Prompt - Restate the entries below exactly. Images are not part of the copy.

Records from a data collection
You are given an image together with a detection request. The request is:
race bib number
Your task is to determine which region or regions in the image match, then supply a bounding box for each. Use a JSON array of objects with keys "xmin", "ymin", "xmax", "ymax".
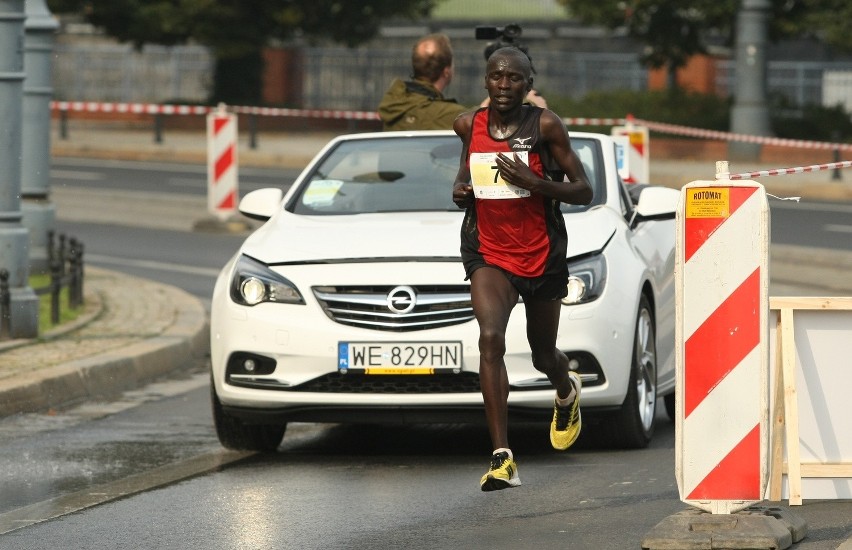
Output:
[{"xmin": 469, "ymin": 152, "xmax": 530, "ymax": 199}]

Task solution -
You are given an image together with a detection request. The request is:
race bib number
Your task is to determine which region or regions in the image match, then supply a bounding box for each. Use a JSON array of objects with keys "xmin", "ymin", "xmax", "ymax".
Output:
[{"xmin": 469, "ymin": 152, "xmax": 530, "ymax": 199}]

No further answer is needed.